ABOUT THIS TASK ▸ Find the word "stands" in the listing below. Copy every line that has it.

TASK INPUT ▸
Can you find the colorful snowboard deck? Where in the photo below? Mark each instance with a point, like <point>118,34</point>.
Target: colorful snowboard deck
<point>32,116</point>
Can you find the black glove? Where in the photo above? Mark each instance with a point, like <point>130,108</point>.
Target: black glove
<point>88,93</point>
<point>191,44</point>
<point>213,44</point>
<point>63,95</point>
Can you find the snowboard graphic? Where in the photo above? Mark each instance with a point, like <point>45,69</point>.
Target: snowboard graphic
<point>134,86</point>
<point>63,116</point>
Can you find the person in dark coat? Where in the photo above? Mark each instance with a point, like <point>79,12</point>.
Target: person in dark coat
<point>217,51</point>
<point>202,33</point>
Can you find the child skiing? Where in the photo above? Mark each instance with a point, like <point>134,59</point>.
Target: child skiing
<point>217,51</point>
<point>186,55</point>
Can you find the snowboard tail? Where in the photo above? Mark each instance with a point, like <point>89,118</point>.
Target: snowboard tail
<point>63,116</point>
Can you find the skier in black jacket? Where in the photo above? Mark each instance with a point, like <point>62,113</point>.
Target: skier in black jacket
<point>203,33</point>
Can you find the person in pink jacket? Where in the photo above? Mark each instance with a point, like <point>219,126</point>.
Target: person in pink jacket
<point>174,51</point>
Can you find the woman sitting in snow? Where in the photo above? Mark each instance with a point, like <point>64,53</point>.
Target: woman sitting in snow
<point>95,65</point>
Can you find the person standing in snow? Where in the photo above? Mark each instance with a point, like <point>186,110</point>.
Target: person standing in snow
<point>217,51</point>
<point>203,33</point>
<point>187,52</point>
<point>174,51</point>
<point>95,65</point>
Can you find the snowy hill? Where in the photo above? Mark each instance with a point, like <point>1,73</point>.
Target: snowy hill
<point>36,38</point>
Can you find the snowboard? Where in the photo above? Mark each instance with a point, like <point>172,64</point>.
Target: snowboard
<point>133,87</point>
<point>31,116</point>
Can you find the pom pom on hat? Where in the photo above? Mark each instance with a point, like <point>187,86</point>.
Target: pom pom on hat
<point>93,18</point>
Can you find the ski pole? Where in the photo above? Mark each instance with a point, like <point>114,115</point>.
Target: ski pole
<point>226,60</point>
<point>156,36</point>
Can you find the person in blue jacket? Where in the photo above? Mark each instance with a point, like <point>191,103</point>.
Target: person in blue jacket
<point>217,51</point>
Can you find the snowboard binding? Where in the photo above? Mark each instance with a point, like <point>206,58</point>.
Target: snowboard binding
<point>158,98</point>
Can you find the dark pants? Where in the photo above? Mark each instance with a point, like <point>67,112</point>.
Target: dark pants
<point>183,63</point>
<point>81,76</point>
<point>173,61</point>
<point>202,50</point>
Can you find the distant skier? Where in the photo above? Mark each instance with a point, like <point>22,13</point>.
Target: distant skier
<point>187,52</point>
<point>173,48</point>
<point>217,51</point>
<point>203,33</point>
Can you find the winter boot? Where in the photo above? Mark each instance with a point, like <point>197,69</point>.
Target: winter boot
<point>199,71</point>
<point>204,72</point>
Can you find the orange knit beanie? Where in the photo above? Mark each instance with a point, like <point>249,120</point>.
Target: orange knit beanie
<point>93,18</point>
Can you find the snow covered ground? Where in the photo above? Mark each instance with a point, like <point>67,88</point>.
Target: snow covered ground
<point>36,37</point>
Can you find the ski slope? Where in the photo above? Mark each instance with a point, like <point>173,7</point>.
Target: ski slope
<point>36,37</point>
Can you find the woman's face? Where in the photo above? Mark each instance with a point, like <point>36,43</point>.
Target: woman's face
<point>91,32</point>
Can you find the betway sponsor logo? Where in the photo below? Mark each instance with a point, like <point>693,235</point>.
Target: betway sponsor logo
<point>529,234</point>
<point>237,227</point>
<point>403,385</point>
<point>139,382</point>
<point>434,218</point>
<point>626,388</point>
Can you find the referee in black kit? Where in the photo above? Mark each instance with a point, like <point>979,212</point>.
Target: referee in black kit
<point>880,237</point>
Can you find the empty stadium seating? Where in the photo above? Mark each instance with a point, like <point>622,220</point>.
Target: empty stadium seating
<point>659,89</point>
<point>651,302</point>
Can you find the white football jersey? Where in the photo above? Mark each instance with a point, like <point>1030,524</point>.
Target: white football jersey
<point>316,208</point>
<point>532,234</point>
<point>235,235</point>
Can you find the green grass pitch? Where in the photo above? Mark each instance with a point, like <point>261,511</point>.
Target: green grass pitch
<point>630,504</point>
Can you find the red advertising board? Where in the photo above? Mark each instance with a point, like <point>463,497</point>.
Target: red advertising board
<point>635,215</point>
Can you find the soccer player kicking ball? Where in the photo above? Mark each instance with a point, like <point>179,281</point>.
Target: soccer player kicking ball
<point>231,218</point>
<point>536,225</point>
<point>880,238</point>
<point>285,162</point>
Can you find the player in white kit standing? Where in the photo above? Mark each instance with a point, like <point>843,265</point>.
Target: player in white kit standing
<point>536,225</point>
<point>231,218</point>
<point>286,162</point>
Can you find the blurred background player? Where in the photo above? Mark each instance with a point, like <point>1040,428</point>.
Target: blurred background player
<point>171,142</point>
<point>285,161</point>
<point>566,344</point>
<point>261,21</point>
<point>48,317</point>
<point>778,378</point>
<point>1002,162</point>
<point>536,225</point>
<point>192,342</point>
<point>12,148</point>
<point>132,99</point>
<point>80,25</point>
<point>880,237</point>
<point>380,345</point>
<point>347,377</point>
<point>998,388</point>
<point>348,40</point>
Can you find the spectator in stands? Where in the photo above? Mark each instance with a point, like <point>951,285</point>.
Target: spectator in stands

FINAL ANSWER ▸
Can you find the spectator in stands? Where in the photo above? Mark each instance with a point, like <point>951,285</point>.
Target: spectator in stands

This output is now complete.